# EXERCISE
Copy the records below line for line, changing nothing.

-- BEGIN MATERIAL FOR THIS EXERCISE --

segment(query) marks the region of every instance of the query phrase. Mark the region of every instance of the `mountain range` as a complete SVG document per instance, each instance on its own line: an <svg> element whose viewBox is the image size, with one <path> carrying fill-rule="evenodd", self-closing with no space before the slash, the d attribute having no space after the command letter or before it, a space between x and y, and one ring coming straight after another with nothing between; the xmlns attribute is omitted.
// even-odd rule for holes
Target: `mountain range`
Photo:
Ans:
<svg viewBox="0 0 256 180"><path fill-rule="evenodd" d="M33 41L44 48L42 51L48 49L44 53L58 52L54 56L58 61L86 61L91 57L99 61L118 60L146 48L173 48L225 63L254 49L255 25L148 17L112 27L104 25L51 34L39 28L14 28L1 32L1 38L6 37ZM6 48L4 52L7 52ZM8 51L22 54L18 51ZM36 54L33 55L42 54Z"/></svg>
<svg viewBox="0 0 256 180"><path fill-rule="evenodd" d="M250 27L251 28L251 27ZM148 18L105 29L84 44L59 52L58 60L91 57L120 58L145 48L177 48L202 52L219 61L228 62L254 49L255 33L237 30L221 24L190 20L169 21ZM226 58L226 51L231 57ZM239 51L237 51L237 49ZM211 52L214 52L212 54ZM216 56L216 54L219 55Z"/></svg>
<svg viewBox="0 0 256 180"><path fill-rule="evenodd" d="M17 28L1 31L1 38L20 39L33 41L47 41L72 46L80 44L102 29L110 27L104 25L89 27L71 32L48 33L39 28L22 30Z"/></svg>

-- END MATERIAL FOR THIS EXERCISE --

# RESULT FOR THIS TASK
segment(query) marks the region of every instance of the query phrase. Mark the region of every instance of the `mountain range` as a complete SVG document per instance, each instance on its own line: an <svg> element whose viewBox is the image size, with one <path> carrying fill-rule="evenodd", self-closing with no space before the slash, the d attribute having no space after the command letter or before it, a space between x and y, and one ring coming straight after another with nothing between; the xmlns attribute is omitted.
// even-odd rule for holes
Target: `mountain range`
Photo:
Ans:
<svg viewBox="0 0 256 180"><path fill-rule="evenodd" d="M33 41L44 48L42 51L48 49L44 53L58 52L54 56L58 61L86 61L91 57L99 61L118 60L146 48L173 48L225 63L254 49L255 25L148 17L112 27L104 25L51 34L39 28L14 28L1 32L1 38L6 37ZM6 48L4 52L7 52ZM8 51L22 54L18 51ZM36 54L33 55L42 54Z"/></svg>
<svg viewBox="0 0 256 180"><path fill-rule="evenodd" d="M250 27L251 28L251 27ZM148 18L105 29L84 44L59 52L58 60L91 57L120 58L145 48L177 48L202 52L219 61L228 62L254 49L255 33L237 30L221 24L190 20L169 21ZM226 58L226 51L231 57ZM239 51L237 51L237 49ZM211 52L214 52L212 54ZM216 56L216 54L219 55Z"/></svg>
<svg viewBox="0 0 256 180"><path fill-rule="evenodd" d="M17 28L1 31L1 38L20 39L33 41L47 41L72 46L80 44L102 29L110 27L104 25L89 27L71 32L48 33L39 28L22 30Z"/></svg>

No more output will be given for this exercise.